## Objetivos:
1. Copie, sem nenhuma alteração, a parte do texto sobre Aníbal Troilo que se inicia com as palavras contendo "Com este instrumento, comprado" e se encerra em "de sua vida.".
2. Resuma em duas frases o texto sobre Aníbal Troilo.

## Trecho do documento:
....

Nasceu em 11 de julho de 1914 no Abasto, e passou sua infância entre os limites desse bairro, Almagro e Palermo. Morava no mesmo quarteirão onde nasceram dois grandes pianistas: o jazzista Enrique Mono Villegas e o folclorista Adolfo Abalos. Seus pais foram Felisa Bagnolo e Aníbal Carmelo Troilo, quem o apelidou “Pichuco”. Alguns estudiosos afirmam que pichuco é uma palavra da mesopotâmia argentina que significa negrito (pretinho), usado como um diminutivo de pichú. Mas em guaraní (a língua dos nativos das províncias de Corrientes e Misiones), negro (preto) é dito cambá, porém há outros que argumentam que a derivação correta é respeito da palavra do guaraní pichi (pequeno). Uma terceira teoria sugere que pichuco talvez venha do verbo hispanizado pichuquear, derivado do substantivo do idioma indiano quéchua pichusca (descolamento de flores do alfarrobeira).

     “Meu pai foi açougueiro e morreu quando eu tinha oito anos. Foi guitarrero e cantor, e me deixou a pena de não me lembrar a sua voz. (…) A sensação que eu tenho da certeza de sua morte foi a blusa preta com que minha mãe, dois dias depois, me enviou para a escola. (…) Antes de colocar o fueye em meus joelhos, coloquei o travesseiro da cama. Até que um dia fomos para um piquenique no que foi o antigo Hipódromo Nacional. Haviam trazido dois bandoneones e três guitarras. Quando os músicos saíram para comer, subi alguns degraus e peguei um bandoneón. Essa foi a primeira vez. (…) Aos dez anos, o fueye me atraiu tanto como uma bola de futebol. Jogaba como centrojás no equipe Regional Palermo. (…) Foi um pouco difícil convencer a la vieja, mas no final ela deu-me o gosto e tive meu primeiro bandoneón: dez pesos por mês em quatorze parcelas. E desde então eu nunca mais me afastei dele”.

Com este instrumento, comprado de “um ruso da rua Córdoba”, que desapareceu após o pagamento da quarta parcela, Aníbal Pichuco Troilo iria tocar música a maior parte de sua vida.

....

## Dados fornecidos:
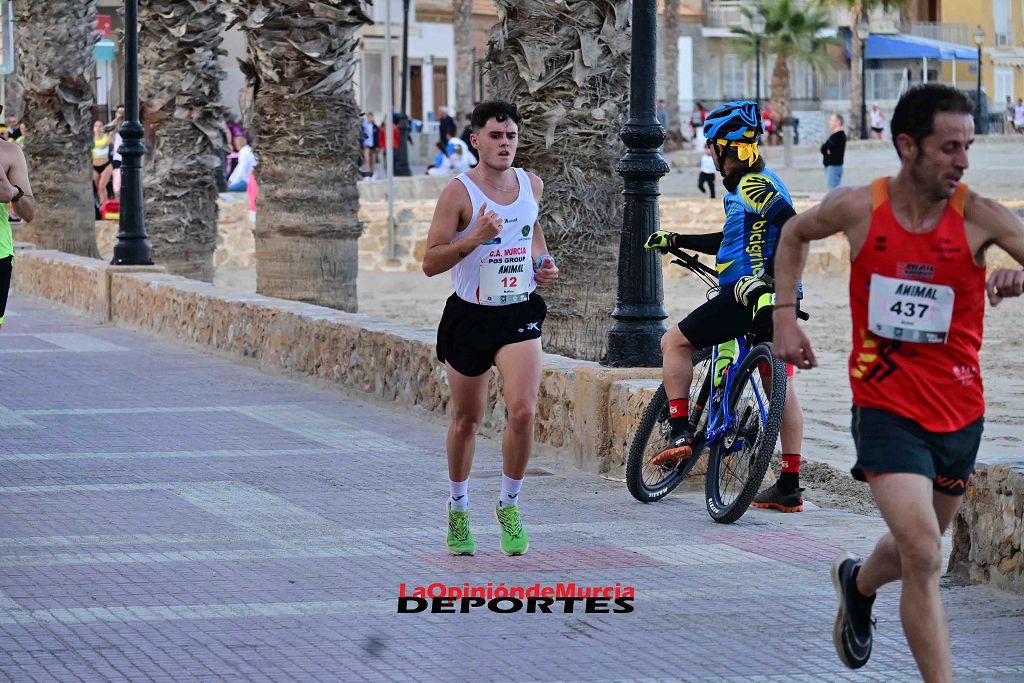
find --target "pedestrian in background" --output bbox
[871,104,886,140]
[821,114,846,193]
[697,147,718,199]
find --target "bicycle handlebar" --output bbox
[666,247,810,321]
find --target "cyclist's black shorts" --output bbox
[0,256,14,326]
[679,286,753,348]
[850,405,985,496]
[437,292,548,377]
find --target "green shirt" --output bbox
[0,204,14,258]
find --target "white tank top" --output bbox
[452,168,540,306]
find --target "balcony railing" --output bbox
[904,22,973,45]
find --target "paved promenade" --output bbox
[0,297,1024,681]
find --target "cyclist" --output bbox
[644,101,804,512]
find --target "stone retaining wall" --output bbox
[949,459,1024,595]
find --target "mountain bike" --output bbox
[626,249,807,524]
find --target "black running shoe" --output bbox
[751,481,804,512]
[650,425,693,468]
[831,553,874,669]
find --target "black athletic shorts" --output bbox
[850,405,985,496]
[437,292,548,377]
[0,256,14,326]
[679,285,753,348]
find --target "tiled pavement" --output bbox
[0,298,1024,681]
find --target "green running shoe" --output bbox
[447,501,476,555]
[495,503,529,555]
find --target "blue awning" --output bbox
[92,38,118,61]
[866,33,978,61]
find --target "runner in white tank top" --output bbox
[452,168,540,306]
[423,101,558,555]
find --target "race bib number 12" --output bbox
[480,241,534,306]
[867,273,955,344]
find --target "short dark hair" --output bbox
[470,99,522,130]
[890,83,974,156]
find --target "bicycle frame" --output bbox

....

## Respostas:
1.
Com este instrumento, comprado de “um ruso da rua Córdoba”, que desapareceu após o pagamento da quarta parcela, Aníbal Pichuco Troilo iria tocar música a maior parte de sua vida.

2. Aníbal Pichuco Troilo nasceu em 11 de julho de 1914 no Abasto, filho de Felisa Bagnolo e Aníbal Carmelo Troilo, e seu apelido "Pichuco" tem origem explicada por diferentes teorias. Em seu relato, ele conta que perdeu o pai aos oito anos, tocou um bandoneón pela primeira vez num piquenique no antigo Hipódromo Nacional e obteve o primeiro instrumento em quatorze parcelas de dez pesos, com o qual tocaria a maior parte da vida.